*WHAT IS REQUIRED:* Return the part of the listing that runs from its first line through the line containing "MULTIPOLYGON (((67 216, 98" as a JSON list of strings, one string per line, leaving out blank lines.

*DATA RECORDS:*
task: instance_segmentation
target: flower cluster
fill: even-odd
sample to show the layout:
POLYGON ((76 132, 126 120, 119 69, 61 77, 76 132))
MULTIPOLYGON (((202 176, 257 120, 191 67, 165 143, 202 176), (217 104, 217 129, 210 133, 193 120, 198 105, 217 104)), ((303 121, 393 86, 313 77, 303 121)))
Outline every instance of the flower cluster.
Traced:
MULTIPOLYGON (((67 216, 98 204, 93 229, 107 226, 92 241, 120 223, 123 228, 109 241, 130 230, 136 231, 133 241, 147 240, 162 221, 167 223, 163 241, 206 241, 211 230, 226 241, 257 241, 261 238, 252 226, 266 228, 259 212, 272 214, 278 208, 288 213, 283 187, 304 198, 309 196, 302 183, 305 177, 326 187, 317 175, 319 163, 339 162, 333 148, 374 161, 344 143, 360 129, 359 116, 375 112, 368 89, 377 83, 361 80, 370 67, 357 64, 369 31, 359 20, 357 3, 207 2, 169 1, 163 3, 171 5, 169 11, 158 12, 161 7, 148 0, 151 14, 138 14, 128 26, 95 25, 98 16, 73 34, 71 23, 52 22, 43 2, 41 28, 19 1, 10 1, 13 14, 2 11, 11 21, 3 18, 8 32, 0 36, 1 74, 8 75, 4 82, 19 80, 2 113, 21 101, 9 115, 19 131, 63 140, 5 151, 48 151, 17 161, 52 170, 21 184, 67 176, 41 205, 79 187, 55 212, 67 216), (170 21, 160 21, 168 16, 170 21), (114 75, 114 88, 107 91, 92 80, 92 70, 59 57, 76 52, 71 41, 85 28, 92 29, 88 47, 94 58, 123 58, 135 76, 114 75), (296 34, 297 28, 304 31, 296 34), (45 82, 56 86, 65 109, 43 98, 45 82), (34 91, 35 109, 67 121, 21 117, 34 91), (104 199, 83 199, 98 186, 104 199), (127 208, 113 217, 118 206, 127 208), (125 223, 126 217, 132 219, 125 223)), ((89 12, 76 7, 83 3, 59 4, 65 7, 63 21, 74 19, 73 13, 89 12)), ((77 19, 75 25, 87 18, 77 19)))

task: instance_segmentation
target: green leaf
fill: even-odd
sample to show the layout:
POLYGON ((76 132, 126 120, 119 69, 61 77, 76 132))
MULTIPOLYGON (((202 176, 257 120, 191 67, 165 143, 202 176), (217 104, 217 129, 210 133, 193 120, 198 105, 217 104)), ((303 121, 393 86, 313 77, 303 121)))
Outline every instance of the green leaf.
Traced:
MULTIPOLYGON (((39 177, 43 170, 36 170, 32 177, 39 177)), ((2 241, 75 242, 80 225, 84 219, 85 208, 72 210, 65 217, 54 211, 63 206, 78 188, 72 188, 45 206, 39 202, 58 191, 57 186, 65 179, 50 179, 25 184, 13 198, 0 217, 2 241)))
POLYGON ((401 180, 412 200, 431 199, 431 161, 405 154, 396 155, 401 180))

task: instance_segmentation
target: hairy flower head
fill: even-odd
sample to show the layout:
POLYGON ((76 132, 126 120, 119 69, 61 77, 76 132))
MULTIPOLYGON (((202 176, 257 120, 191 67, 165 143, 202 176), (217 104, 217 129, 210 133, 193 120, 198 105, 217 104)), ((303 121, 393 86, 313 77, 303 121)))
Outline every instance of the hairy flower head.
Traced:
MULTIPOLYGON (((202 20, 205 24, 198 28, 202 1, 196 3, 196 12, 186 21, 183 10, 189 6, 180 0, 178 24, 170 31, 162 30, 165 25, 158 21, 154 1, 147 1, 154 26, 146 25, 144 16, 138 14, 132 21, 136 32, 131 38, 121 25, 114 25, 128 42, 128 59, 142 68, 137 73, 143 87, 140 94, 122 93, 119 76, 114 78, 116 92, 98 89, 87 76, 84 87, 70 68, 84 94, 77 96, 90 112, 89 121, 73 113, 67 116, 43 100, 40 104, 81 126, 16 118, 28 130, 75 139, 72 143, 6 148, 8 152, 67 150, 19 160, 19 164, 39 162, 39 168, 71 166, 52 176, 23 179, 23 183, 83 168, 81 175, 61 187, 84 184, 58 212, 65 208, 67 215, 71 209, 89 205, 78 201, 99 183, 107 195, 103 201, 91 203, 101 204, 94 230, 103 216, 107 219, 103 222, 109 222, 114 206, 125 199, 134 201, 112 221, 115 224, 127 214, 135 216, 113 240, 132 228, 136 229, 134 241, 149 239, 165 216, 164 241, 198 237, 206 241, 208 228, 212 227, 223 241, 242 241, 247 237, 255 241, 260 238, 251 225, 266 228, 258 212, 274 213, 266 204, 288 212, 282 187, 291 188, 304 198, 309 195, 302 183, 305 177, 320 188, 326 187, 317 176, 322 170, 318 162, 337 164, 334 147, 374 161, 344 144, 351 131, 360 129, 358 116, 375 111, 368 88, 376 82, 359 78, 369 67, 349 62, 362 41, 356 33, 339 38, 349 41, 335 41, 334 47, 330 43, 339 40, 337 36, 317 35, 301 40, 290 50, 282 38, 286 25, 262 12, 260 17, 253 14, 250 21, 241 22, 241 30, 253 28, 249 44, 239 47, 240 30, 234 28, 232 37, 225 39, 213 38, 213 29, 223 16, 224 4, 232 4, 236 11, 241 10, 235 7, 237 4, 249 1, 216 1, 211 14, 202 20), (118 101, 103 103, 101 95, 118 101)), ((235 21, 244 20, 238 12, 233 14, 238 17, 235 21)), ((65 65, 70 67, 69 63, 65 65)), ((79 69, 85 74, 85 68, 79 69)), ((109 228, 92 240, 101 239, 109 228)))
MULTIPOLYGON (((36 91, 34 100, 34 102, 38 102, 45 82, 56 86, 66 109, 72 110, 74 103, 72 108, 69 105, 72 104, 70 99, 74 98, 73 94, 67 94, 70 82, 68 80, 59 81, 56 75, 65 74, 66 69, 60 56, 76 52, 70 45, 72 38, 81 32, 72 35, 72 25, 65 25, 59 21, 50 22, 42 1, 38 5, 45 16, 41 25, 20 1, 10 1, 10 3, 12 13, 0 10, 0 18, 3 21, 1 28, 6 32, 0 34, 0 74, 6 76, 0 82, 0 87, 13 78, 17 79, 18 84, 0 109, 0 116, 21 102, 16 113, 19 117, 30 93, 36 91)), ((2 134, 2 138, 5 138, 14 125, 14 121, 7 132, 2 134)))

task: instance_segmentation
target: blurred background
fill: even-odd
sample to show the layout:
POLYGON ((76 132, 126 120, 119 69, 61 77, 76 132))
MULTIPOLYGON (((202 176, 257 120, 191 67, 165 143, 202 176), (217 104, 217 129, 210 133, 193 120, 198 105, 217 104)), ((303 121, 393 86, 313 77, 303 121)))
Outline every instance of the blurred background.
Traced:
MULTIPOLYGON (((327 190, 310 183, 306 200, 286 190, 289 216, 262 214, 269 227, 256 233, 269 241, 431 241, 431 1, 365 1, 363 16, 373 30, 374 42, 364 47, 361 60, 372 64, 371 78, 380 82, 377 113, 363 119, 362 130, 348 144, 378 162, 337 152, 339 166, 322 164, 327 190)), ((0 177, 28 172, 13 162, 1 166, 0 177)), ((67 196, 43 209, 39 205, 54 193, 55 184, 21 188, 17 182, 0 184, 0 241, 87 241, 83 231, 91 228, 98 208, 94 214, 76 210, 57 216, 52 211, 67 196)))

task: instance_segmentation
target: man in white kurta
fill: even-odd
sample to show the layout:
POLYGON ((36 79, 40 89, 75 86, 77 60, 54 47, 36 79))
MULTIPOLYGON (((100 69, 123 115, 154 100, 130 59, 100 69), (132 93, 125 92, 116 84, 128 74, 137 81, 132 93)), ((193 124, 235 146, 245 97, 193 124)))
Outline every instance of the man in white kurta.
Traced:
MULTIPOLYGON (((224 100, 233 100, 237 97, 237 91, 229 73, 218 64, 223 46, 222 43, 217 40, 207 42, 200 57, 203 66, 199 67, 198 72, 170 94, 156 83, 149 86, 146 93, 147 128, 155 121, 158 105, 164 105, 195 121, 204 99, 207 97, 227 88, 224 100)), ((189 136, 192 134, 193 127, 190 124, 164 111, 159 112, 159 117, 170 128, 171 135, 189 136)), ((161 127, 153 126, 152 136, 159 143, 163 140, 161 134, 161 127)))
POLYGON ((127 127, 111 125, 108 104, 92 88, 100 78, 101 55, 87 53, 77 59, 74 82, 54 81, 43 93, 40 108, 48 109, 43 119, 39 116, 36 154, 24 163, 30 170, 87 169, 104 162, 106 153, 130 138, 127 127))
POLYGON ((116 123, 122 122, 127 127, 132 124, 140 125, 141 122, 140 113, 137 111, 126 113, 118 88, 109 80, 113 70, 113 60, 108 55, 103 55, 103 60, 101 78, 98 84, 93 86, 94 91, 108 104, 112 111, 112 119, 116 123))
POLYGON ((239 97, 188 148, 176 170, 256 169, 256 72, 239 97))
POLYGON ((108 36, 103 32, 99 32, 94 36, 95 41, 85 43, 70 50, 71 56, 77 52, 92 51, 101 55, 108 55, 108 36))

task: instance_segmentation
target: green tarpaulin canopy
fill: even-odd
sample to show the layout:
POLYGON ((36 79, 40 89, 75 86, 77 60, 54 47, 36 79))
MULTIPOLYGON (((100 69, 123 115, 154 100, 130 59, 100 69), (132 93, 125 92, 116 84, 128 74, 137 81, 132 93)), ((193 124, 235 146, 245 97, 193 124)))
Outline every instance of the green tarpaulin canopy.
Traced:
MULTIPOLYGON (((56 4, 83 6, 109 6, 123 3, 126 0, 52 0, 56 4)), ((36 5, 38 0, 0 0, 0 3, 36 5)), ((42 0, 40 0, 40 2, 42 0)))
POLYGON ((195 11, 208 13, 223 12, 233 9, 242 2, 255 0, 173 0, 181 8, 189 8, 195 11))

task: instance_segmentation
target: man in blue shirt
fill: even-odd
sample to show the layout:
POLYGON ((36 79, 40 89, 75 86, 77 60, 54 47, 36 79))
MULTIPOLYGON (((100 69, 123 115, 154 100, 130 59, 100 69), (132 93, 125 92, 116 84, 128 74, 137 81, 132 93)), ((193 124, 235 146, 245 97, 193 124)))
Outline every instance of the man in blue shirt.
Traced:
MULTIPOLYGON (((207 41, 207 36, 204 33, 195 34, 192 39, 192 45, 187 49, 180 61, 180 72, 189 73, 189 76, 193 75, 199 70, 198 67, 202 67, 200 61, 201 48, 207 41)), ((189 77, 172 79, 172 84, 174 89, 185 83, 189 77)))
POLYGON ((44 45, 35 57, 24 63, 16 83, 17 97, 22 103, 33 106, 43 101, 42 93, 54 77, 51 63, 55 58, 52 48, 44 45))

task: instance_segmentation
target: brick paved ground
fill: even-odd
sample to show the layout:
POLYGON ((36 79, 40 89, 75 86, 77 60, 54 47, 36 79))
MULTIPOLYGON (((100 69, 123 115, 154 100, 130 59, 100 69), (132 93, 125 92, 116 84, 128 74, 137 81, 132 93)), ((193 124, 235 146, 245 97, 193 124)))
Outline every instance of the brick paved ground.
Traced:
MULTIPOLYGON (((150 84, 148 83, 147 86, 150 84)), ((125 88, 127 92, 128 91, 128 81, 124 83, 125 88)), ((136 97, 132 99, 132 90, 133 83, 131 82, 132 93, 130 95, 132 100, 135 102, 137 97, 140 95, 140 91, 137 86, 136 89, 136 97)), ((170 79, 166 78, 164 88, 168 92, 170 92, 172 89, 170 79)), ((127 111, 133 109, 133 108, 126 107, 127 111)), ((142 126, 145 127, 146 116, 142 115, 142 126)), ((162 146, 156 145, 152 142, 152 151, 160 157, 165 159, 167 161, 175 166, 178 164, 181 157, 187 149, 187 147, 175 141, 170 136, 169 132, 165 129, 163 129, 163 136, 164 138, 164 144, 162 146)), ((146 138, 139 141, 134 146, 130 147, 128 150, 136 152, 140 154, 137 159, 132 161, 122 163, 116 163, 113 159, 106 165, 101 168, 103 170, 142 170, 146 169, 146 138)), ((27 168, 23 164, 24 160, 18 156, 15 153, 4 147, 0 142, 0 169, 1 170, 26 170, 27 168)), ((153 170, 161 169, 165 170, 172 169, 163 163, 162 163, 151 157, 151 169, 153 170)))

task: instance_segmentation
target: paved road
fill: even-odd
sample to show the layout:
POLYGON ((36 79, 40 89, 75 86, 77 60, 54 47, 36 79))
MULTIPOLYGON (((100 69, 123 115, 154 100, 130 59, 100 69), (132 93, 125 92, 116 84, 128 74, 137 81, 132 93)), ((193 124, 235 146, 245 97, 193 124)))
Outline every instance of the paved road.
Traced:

*WRITTEN ANSWER:*
[
  "task: instance_segmentation",
  "target: flower cluster",
  "fill: even-odd",
  "sample to show the layout:",
  "POLYGON ((76 132, 126 120, 119 69, 61 77, 76 132))",
  "MULTIPOLYGON (((202 176, 257 120, 191 67, 165 143, 202 176), (217 104, 217 129, 210 133, 193 120, 198 105, 217 104)), ((303 121, 393 86, 313 77, 303 121)))",
  "Outline every instance of the flower cluster.",
  "Traced:",
  "MULTIPOLYGON (((67 216, 98 204, 93 229, 107 226, 92 241, 120 223, 123 228, 109 241, 130 230, 136 231, 133 241, 147 240, 162 221, 167 223, 163 241, 206 241, 211 230, 226 241, 257 241, 261 238, 252 226, 266 228, 259 212, 272 214, 278 208, 288 213, 283 187, 304 198, 309 196, 302 183, 305 177, 326 187, 317 175, 319 163, 339 162, 333 148, 374 161, 344 143, 360 129, 359 116, 375 112, 368 89, 377 83, 361 80, 370 67, 357 64, 369 31, 359 20, 357 3, 207 2, 169 1, 163 3, 171 5, 169 11, 158 12, 161 7, 148 0, 151 14, 138 14, 128 26, 95 25, 98 16, 73 34, 71 23, 52 22, 43 2, 41 28, 19 1, 10 1, 13 14, 2 11, 11 21, 3 18, 8 32, 0 36, 1 74, 8 75, 4 82, 19 80, 2 113, 21 101, 9 115, 19 131, 63 140, 5 151, 48 151, 17 161, 52 170, 21 184, 67 176, 41 205, 79 187, 55 212, 67 216), (170 21, 160 21, 168 16, 170 21), (114 75, 114 88, 107 91, 92 80, 92 70, 59 57, 76 52, 71 41, 85 28, 92 29, 88 47, 94 58, 123 58, 135 76, 114 75), (296 34, 297 28, 304 31, 296 34), (45 82, 56 86, 65 109, 43 98, 45 82), (34 91, 35 109, 67 121, 21 117, 34 91), (104 199, 83 199, 98 186, 104 199), (127 208, 113 217, 118 206, 127 208), (125 223, 126 217, 132 219, 125 223)), ((89 12, 76 7, 83 3, 59 4, 65 7, 63 21, 74 19, 73 13, 89 12)), ((77 19, 75 25, 87 18, 77 19)))"
]